_Exercise_: Return the records below exactly, leaving nothing out.

_Dataset entries_:
Content starts

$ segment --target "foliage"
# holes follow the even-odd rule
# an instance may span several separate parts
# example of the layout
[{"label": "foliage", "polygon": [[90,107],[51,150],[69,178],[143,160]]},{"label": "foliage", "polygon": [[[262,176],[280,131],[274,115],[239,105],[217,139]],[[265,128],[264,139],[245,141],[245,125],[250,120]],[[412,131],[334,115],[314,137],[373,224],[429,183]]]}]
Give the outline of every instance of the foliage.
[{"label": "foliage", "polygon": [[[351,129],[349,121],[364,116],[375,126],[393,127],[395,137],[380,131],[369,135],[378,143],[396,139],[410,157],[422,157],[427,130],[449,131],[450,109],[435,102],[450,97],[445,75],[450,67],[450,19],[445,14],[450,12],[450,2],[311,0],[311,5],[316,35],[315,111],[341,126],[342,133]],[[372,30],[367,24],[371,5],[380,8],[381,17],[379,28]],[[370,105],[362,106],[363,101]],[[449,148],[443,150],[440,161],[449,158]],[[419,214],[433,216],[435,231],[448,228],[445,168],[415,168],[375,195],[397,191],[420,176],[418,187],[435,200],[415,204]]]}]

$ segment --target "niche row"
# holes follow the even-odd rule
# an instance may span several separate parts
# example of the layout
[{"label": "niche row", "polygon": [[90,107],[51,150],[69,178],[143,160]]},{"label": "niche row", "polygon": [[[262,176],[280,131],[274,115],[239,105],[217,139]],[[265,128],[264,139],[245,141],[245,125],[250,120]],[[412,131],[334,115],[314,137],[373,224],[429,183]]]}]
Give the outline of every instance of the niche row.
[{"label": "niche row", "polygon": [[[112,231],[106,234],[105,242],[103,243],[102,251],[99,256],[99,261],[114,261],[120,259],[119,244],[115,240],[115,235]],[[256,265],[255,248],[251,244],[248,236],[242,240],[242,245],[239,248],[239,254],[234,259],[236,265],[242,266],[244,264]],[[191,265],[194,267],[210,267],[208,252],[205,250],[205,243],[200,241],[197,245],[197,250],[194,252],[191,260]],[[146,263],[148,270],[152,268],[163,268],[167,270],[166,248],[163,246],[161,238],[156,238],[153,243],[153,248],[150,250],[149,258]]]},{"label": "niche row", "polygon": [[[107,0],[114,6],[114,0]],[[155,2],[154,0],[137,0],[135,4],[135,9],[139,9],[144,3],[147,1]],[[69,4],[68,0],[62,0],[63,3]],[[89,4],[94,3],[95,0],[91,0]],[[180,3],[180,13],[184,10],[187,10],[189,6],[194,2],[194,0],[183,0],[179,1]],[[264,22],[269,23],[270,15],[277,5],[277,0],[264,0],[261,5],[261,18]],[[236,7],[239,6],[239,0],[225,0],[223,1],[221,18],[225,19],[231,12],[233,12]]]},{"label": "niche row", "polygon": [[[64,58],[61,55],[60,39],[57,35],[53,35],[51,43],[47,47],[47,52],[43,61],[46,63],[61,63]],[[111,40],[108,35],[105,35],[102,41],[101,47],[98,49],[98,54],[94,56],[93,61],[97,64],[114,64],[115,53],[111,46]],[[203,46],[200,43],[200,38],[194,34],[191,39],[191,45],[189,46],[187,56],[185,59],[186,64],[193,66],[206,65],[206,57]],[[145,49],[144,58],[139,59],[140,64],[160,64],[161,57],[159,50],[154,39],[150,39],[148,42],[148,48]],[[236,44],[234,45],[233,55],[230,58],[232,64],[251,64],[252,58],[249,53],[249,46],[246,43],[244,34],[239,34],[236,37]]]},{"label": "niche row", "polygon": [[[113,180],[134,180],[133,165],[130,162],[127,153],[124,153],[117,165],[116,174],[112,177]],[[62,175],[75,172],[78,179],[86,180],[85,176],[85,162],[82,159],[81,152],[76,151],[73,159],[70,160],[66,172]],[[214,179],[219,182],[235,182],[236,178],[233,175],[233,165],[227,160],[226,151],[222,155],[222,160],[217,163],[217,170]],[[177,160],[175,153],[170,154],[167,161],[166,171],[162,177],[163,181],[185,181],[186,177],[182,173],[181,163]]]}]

Content ends

_Result_:
$ segment --target "foliage"
# holes follow the even-odd rule
# an instance may span several separate parts
# example of the layout
[{"label": "foliage", "polygon": [[90,107],[51,150],[69,178],[143,160]]},{"label": "foliage", "polygon": [[[262,176],[280,131],[274,115],[239,105],[217,139]],[[265,128],[264,139],[245,141],[245,125],[250,120]],[[412,131],[334,115],[314,137],[373,224],[429,183]]]}]
Give the outline of every instance of the foliage.
[{"label": "foliage", "polygon": [[[351,129],[349,121],[364,116],[375,126],[393,127],[395,137],[380,131],[369,135],[378,143],[396,139],[410,157],[422,157],[427,130],[449,131],[450,109],[435,102],[450,97],[445,75],[450,67],[450,19],[445,14],[450,12],[450,2],[311,0],[311,5],[316,35],[315,111],[341,126],[342,133]],[[372,30],[367,24],[371,5],[380,8],[381,17],[379,28]],[[370,105],[362,106],[363,101]],[[449,148],[443,150],[440,161],[449,158]],[[419,214],[433,216],[435,231],[448,228],[445,168],[415,168],[375,195],[397,191],[420,176],[418,187],[435,200],[415,204]]]}]

$ segment --target "niche row"
# holes follow the even-odd rule
# an instance may span several separate parts
# example of the layout
[{"label": "niche row", "polygon": [[90,107],[51,150],[69,178],[143,160]]},{"label": "niche row", "polygon": [[[262,176],[280,131],[274,115],[239,105],[217,139]],[[265,128],[264,139],[245,141],[245,125],[250,120]],[[412,131],[334,115],[314,137],[373,224],[429,183]]]}]
Give the outline of every instance of the niche row.
[{"label": "niche row", "polygon": [[[112,231],[106,234],[105,242],[103,243],[102,251],[99,256],[99,261],[114,261],[120,259],[119,244],[115,240],[115,235]],[[256,265],[255,248],[251,244],[248,236],[242,240],[242,245],[239,248],[239,254],[234,259],[236,265],[242,266],[244,264]],[[191,265],[194,267],[210,267],[208,252],[205,250],[205,243],[200,241],[197,245],[197,250],[194,252],[191,260]],[[146,263],[148,270],[152,268],[163,268],[167,270],[166,248],[163,246],[161,238],[156,238],[153,243],[153,248],[150,250],[149,258]]]},{"label": "niche row", "polygon": [[[107,0],[114,6],[114,0]],[[155,2],[154,0],[137,0],[135,4],[135,9],[139,9],[144,3],[147,1]],[[69,4],[68,0],[62,0],[63,3]],[[89,4],[94,3],[95,0],[91,0]],[[180,3],[180,13],[184,10],[187,10],[189,6],[194,2],[194,0],[183,0],[179,1]],[[264,22],[269,23],[270,15],[277,5],[277,0],[264,0],[261,5],[261,18]],[[236,7],[239,6],[239,0],[225,0],[223,1],[221,18],[225,19],[231,12],[233,12]]]},{"label": "niche row", "polygon": [[[64,58],[61,55],[60,39],[57,35],[53,35],[51,43],[47,47],[47,52],[43,61],[46,63],[61,63]],[[111,40],[108,35],[105,35],[102,41],[101,47],[98,49],[98,54],[94,56],[93,61],[97,64],[114,64],[115,53],[111,46]],[[203,46],[200,43],[200,38],[194,34],[191,39],[191,45],[189,46],[187,56],[185,59],[186,64],[193,66],[206,65],[206,57]],[[145,49],[144,58],[139,59],[140,64],[160,64],[161,57],[159,50],[154,39],[150,39],[148,42],[148,48]],[[236,44],[234,45],[233,55],[230,58],[232,64],[251,64],[252,58],[249,53],[249,46],[246,43],[244,34],[239,34],[236,37]]]},{"label": "niche row", "polygon": [[[113,180],[134,180],[133,165],[130,162],[127,153],[124,153],[117,165],[116,174],[112,177]],[[62,175],[75,172],[78,179],[86,180],[85,176],[85,162],[82,159],[81,152],[76,151],[73,159],[70,160],[66,172]],[[214,179],[219,182],[235,182],[236,178],[233,175],[233,165],[227,160],[226,151],[222,155],[222,160],[217,163],[217,170]],[[177,160],[175,153],[170,154],[167,161],[166,171],[162,177],[163,181],[185,181],[186,177],[182,173],[181,163]]]}]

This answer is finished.